PROBLEM DESCRIPTION: Copy exactly. Begin with the line that contains "Where can the ancient" and stop after the last line of the records.

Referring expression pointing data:
───
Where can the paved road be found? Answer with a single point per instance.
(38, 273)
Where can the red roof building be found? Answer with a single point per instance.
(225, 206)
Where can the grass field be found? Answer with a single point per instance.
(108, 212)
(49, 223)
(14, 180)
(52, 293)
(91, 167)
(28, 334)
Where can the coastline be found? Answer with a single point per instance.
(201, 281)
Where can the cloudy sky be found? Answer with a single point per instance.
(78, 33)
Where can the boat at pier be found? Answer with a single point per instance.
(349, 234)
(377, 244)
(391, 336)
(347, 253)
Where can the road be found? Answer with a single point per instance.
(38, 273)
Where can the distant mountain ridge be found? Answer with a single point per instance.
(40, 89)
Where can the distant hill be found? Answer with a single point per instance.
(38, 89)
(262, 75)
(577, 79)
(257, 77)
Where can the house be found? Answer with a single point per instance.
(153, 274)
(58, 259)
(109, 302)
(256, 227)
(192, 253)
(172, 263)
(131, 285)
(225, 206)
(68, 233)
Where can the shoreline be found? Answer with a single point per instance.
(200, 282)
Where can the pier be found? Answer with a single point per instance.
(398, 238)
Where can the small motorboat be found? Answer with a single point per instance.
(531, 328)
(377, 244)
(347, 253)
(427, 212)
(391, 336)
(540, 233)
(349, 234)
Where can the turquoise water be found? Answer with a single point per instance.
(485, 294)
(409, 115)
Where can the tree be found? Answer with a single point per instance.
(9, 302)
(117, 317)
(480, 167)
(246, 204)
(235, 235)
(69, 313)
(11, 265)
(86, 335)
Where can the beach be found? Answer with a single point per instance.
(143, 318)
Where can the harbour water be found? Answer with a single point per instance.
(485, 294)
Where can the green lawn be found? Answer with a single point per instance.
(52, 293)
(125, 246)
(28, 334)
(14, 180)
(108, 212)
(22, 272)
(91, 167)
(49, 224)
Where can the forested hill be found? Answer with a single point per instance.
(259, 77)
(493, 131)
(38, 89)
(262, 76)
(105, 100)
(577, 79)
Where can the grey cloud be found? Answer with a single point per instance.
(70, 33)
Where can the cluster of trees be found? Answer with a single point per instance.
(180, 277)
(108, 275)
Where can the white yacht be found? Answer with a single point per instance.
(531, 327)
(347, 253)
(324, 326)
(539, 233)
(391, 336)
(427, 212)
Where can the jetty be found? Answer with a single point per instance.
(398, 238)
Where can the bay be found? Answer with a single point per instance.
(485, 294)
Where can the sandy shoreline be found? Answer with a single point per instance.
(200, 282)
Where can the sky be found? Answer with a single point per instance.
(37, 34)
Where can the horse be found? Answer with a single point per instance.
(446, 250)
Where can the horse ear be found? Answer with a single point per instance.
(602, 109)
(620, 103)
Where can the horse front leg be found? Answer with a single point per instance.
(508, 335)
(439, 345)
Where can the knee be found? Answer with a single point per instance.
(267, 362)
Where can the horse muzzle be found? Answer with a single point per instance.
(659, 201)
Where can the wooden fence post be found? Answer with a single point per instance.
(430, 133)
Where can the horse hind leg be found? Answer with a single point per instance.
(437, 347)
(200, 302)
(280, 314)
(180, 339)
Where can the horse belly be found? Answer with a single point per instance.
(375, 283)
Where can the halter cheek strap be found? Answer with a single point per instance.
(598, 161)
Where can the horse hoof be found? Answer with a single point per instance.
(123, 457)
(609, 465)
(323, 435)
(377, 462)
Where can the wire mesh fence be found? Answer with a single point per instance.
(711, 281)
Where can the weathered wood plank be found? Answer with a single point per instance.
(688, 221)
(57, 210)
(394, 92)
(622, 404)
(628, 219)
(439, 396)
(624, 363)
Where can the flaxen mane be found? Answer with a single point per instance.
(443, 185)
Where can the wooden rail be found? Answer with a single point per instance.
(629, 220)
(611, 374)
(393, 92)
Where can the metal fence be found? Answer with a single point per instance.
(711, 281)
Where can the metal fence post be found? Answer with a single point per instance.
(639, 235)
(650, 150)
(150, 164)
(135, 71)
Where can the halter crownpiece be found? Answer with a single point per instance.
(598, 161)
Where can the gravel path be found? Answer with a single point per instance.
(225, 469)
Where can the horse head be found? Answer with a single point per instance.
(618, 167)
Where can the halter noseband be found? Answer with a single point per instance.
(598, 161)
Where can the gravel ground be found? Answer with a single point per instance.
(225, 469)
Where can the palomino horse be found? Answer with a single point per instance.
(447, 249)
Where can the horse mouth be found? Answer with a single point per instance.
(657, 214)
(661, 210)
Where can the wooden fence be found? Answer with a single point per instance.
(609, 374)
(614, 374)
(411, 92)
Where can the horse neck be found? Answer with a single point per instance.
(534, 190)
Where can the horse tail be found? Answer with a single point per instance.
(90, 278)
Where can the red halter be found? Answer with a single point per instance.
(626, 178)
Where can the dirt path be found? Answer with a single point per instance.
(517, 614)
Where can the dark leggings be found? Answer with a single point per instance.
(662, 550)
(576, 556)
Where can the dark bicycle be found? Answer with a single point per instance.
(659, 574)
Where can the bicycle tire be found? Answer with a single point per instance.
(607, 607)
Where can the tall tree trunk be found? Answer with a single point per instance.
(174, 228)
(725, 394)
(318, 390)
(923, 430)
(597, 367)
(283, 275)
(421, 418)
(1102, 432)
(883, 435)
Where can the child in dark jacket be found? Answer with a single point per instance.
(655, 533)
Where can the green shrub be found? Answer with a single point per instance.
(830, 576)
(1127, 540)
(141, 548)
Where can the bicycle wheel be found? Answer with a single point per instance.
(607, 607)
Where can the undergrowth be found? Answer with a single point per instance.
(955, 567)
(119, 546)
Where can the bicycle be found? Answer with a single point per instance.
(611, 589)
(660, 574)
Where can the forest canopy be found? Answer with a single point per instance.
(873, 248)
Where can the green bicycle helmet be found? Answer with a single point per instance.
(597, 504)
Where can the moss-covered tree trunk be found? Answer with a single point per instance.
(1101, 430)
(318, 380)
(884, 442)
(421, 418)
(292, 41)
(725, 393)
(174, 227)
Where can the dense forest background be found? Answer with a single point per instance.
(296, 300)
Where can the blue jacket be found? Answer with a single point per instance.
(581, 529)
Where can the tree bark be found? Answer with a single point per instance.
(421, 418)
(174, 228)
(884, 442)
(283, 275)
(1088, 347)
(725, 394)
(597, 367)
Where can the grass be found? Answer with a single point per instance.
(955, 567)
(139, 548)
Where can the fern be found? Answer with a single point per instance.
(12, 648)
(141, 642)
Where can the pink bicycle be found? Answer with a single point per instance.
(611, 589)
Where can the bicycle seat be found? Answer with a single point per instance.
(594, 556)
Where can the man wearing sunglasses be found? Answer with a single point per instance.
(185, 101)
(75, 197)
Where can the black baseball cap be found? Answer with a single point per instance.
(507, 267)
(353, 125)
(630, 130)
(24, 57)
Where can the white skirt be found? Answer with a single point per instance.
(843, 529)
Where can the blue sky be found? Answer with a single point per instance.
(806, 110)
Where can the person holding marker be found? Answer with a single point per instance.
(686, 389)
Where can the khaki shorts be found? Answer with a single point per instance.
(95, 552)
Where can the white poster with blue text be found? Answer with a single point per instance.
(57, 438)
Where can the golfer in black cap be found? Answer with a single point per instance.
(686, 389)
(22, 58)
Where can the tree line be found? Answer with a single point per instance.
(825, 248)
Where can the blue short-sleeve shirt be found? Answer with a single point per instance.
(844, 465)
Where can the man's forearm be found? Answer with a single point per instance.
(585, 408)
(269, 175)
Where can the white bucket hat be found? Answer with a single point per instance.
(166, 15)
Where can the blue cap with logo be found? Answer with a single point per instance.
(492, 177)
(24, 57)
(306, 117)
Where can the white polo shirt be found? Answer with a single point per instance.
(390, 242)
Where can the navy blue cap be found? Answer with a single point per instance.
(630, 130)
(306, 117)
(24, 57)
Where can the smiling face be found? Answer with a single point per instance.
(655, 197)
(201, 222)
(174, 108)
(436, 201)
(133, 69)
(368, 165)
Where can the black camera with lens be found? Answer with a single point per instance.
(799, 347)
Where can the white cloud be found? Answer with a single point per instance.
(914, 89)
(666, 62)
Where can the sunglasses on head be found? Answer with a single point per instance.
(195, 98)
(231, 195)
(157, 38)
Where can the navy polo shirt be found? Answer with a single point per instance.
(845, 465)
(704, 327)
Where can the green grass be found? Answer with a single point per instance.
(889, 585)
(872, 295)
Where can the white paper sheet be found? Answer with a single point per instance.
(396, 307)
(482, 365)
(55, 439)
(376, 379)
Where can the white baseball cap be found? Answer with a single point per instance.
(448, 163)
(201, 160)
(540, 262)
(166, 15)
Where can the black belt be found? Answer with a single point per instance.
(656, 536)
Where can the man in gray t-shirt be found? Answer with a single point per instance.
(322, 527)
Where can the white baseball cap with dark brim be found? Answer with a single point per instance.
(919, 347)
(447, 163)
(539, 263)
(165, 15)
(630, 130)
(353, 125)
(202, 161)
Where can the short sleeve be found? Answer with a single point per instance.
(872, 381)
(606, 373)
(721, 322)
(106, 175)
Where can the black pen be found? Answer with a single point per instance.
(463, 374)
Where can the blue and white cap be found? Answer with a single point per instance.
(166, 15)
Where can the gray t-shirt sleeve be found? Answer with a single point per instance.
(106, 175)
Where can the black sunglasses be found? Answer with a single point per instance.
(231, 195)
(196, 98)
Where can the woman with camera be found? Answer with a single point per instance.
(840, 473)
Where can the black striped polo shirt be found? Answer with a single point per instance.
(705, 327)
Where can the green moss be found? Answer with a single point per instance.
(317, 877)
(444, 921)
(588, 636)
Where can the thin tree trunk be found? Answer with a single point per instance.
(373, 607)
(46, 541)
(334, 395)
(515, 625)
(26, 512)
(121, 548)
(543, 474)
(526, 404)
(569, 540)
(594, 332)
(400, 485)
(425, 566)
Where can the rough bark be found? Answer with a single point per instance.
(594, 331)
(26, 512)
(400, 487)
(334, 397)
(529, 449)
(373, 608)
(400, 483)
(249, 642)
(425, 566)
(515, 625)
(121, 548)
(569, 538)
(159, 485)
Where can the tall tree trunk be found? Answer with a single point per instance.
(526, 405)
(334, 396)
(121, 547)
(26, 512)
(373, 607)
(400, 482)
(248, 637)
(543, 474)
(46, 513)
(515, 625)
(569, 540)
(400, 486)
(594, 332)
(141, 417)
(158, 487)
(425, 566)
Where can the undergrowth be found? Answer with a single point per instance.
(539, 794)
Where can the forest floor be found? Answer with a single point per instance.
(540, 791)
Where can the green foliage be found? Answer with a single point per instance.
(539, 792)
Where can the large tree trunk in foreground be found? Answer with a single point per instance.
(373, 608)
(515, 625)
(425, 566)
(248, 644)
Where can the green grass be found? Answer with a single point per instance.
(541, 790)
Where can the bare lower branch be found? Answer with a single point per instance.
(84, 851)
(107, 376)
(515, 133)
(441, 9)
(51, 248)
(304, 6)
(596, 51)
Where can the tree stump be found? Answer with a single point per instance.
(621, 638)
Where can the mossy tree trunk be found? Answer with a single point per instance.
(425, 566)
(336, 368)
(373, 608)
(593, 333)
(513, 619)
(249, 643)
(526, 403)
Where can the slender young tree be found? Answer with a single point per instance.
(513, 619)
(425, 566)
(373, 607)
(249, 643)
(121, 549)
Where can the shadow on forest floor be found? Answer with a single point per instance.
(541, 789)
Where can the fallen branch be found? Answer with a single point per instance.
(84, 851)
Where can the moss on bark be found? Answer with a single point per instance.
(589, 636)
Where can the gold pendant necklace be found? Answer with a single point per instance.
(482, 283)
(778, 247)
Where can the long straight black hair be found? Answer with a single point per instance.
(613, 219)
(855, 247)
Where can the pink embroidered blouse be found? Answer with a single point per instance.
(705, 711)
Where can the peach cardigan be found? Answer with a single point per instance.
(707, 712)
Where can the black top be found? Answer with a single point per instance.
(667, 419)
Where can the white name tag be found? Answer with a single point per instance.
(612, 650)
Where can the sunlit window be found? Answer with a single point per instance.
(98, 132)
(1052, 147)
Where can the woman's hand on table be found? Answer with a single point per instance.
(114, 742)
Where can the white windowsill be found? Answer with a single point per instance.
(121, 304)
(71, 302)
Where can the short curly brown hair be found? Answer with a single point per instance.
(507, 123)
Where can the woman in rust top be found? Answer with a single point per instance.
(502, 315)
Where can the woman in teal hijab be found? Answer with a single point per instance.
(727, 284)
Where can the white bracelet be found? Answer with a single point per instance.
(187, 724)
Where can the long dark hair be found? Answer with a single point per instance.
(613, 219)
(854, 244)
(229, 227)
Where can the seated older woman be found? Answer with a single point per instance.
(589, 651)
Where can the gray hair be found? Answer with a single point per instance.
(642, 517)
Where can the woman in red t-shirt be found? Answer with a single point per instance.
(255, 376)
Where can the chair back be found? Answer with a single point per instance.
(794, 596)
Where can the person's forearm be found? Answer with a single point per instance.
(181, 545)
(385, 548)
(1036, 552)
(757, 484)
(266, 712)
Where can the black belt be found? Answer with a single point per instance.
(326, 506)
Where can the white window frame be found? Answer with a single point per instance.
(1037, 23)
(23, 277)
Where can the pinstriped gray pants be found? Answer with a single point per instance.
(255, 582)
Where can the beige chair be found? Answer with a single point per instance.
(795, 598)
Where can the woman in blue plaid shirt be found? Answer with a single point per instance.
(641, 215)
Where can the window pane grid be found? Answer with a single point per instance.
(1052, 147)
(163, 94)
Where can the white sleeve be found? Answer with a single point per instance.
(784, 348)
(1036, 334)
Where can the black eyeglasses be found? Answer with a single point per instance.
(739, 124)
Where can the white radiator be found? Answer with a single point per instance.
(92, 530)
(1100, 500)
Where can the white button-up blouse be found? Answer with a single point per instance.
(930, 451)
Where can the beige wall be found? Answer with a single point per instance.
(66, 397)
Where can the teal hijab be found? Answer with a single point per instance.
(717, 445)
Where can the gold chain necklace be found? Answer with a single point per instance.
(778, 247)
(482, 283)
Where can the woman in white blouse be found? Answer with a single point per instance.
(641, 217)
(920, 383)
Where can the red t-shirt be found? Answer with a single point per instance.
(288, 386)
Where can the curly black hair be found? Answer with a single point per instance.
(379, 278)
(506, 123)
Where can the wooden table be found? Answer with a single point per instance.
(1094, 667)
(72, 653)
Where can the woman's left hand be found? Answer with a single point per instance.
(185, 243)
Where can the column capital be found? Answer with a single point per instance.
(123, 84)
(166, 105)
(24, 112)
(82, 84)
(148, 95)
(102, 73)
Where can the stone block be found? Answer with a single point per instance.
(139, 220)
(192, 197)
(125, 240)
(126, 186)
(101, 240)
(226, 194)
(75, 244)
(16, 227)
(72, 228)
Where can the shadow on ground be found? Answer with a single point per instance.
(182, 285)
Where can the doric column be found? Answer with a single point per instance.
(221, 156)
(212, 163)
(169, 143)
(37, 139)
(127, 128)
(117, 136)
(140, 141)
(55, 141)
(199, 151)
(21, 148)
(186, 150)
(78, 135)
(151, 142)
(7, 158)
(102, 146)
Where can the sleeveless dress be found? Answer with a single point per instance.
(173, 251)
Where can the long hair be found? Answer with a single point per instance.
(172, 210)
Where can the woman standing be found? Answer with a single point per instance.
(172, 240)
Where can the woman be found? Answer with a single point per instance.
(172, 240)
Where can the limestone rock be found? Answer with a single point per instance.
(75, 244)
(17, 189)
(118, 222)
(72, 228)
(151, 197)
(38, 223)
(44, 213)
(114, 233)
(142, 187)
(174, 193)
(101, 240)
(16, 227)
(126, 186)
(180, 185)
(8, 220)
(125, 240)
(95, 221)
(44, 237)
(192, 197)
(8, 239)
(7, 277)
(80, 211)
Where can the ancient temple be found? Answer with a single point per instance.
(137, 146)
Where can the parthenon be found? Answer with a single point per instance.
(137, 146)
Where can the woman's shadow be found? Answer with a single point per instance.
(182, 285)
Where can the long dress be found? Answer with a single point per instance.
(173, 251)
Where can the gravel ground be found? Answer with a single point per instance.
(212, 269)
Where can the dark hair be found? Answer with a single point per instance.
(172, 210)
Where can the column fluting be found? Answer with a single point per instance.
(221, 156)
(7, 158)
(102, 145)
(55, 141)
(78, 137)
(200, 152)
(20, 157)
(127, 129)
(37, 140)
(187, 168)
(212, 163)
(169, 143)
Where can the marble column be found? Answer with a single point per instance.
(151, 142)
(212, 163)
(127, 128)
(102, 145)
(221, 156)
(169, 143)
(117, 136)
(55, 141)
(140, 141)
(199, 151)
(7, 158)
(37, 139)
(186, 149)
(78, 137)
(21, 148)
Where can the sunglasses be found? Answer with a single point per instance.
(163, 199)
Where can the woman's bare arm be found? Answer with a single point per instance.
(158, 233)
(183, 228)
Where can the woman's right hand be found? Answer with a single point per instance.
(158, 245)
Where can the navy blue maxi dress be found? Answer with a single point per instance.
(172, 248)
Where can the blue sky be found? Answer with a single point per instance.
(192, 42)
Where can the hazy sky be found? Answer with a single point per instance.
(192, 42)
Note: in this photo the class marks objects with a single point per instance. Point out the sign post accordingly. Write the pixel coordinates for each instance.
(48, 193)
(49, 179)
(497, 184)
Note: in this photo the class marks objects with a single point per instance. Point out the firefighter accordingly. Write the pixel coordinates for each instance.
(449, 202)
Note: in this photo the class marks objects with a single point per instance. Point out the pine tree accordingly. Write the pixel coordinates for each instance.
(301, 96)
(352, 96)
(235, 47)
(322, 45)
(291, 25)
───
TASK ANSWER:
Where can the ancient temple be found? Answer with a single point per instance.
(137, 146)
Where can the parthenon be found? Answer with a single point per instance.
(137, 146)
Where can the woman's shadow be found? Answer with a single point per instance.
(182, 285)
Where can the long dress be found? Answer with a single point per instance.
(173, 251)
Where can the gravel ground be found? Answer with a single point per instance.
(212, 269)
Where can the dark hair be found? Answer with a single point per instance.
(172, 210)
Where can the column fluting be found? Answer with a single point per instance.
(221, 156)
(7, 158)
(102, 145)
(55, 141)
(78, 137)
(200, 152)
(20, 157)
(127, 129)
(37, 140)
(187, 168)
(212, 163)
(169, 143)
Where can the marble column be found? Answer with a single point per instance.
(151, 142)
(212, 163)
(127, 128)
(102, 145)
(221, 156)
(169, 143)
(117, 136)
(55, 141)
(140, 141)
(199, 151)
(7, 158)
(37, 139)
(186, 149)
(78, 137)
(21, 148)
Where can the sunglasses be found? Answer with a single point per instance.
(163, 199)
Where can the woman's bare arm be found? Answer with a single point per instance.
(158, 233)
(183, 228)
Where can the woman's right hand be found? Answer with a single point per instance.
(158, 245)
Where can the navy blue maxi dress be found? Answer with a single point per instance.
(172, 248)
Where can the blue sky be found? Answer with a single point per instance.
(192, 42)
Where can the hazy sky be found? Answer with a single point per instance.
(192, 42)
Note: in this photo the class marks objects with a single point per instance. Point out the sign post accordingly. Write the pixel coordinates for each instance.
(48, 193)
(49, 179)
(497, 184)
Note: in this photo the class marks objects with a single point per instance. Point out the firefighter accordingly. Write the pixel coordinates for each instance.
(449, 202)
Note: in this photo the class marks objects with a single point per instance. Point out the pine tree accordingly. Write the pixel coordinates for each instance.
(301, 96)
(352, 96)
(235, 47)
(322, 45)
(291, 25)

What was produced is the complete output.